§ Extracted records
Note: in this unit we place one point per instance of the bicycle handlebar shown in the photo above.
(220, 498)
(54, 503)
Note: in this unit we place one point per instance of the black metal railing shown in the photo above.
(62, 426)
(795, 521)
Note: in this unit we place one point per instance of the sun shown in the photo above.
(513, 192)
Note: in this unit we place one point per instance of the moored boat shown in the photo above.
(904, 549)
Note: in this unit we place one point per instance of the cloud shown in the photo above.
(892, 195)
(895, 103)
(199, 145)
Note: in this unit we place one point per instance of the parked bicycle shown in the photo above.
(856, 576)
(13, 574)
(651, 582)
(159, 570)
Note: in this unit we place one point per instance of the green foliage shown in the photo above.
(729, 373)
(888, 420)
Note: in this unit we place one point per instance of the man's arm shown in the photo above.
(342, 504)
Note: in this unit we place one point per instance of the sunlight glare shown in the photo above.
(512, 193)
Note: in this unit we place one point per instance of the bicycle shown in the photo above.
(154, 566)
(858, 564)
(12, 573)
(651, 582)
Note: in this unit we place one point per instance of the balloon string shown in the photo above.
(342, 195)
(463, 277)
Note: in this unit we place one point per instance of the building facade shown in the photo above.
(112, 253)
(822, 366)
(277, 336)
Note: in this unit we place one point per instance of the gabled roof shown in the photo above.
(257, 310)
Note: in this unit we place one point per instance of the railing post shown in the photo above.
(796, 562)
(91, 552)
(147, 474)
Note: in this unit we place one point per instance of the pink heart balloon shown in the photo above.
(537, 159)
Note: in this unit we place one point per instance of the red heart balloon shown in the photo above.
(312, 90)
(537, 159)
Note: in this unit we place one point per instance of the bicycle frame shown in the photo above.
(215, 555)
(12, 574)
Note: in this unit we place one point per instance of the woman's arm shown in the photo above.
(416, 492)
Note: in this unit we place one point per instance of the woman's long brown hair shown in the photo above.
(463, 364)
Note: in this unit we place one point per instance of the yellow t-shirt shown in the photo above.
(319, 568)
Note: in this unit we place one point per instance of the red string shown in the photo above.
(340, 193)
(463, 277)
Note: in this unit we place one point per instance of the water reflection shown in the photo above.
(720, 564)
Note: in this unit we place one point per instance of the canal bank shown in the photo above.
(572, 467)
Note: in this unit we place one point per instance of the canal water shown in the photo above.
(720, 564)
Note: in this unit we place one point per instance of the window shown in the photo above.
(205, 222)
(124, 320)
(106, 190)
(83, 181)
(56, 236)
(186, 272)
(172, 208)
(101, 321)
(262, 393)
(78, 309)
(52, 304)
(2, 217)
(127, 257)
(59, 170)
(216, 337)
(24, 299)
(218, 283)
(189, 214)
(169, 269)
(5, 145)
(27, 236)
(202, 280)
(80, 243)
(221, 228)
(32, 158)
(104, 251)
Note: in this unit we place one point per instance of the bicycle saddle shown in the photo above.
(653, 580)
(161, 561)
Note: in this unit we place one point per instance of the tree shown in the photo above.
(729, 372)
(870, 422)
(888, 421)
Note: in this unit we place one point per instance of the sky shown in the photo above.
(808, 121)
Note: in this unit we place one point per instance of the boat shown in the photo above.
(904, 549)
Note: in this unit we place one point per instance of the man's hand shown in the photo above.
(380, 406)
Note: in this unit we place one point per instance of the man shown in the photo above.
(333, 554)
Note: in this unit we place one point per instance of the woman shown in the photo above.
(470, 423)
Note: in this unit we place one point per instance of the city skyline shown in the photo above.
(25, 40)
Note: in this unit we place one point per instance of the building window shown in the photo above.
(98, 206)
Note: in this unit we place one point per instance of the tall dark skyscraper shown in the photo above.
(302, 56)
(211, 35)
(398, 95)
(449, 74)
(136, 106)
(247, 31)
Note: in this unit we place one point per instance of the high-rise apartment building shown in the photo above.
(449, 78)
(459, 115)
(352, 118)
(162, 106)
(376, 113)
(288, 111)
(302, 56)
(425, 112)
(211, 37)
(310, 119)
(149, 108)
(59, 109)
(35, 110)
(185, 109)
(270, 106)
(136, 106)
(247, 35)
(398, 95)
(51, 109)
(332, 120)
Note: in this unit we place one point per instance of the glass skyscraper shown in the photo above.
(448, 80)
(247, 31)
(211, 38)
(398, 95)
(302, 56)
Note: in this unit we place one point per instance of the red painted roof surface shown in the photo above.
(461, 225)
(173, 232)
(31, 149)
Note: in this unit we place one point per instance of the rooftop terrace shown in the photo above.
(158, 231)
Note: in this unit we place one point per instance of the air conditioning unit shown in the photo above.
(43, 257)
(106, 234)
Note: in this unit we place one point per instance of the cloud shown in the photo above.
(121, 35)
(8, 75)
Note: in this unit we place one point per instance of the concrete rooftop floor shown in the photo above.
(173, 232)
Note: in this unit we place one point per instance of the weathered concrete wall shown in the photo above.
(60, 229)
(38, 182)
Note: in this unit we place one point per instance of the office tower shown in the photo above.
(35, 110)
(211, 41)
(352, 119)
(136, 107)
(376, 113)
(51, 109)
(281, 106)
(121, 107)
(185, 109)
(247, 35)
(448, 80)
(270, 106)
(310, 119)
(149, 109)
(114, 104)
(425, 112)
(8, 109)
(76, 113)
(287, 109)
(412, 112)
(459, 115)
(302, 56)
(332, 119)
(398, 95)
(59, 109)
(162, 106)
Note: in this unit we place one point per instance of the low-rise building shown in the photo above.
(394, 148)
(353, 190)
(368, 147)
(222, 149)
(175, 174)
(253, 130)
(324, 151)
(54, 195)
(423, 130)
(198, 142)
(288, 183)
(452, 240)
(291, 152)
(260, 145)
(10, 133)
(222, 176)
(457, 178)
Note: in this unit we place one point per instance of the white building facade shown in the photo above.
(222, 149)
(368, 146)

§ Task description
Output every line from the one holding "terrace shown in the photo above." through the last of the rows, both ends included, as a Markdown table with the columns No and Line, and skip any blank lines.

§ The reply
| No | Line |
|---|---|
| 1 | Note: in this unit we place one point per instance of the rooftop terrace shown in the photo above. |
| 2 | (158, 231) |
| 3 | Note: in this unit we place one point per instance of the air conditioning unit shown in the photo above. |
| 4 | (43, 257) |
| 5 | (106, 234) |
| 6 | Note: in this unit we place one point per instance of the cloud shown in the photo above. |
| 7 | (121, 35) |
| 8 | (8, 75) |
| 9 | Note: in this unit we place one point per instance of the concrete rooftop floor shown in the photo above. |
| 10 | (173, 232) |
| 11 | Note: in this unit we place one point per instance of the weathered concrete wall shown in the photo above. |
| 12 | (60, 229) |
| 13 | (38, 182) |
| 14 | Note: in this unit we place one point per instance of the office tower shown in the photo above. |
| 15 | (35, 110) |
| 16 | (211, 41) |
| 17 | (352, 119) |
| 18 | (136, 107) |
| 19 | (376, 113) |
| 20 | (51, 109) |
| 21 | (281, 106) |
| 22 | (121, 107) |
| 23 | (185, 109) |
| 24 | (247, 35) |
| 25 | (448, 80) |
| 26 | (270, 106) |
| 27 | (310, 119) |
| 28 | (149, 109) |
| 29 | (114, 104) |
| 30 | (425, 112) |
| 31 | (8, 109) |
| 32 | (76, 113) |
| 33 | (287, 109) |
| 34 | (412, 112) |
| 35 | (459, 115) |
| 36 | (302, 56) |
| 37 | (332, 119) |
| 38 | (398, 95) |
| 39 | (59, 109) |
| 40 | (162, 106) |
| 41 | Note: in this unit we place one point per instance of the low-rise building shown in the photo above. |
| 42 | (394, 148) |
| 43 | (353, 190) |
| 44 | (368, 147) |
| 45 | (222, 149) |
| 46 | (175, 174) |
| 47 | (253, 130) |
| 48 | (324, 151) |
| 49 | (54, 195) |
| 50 | (423, 130) |
| 51 | (198, 142) |
| 52 | (288, 183) |
| 53 | (452, 240) |
| 54 | (291, 152) |
| 55 | (260, 145) |
| 56 | (10, 133) |
| 57 | (222, 176) |
| 58 | (457, 178) |
| 59 | Note: in this unit we place one point per instance of the white building facade shown in the photo above. |
| 60 | (222, 149) |
| 61 | (368, 146) |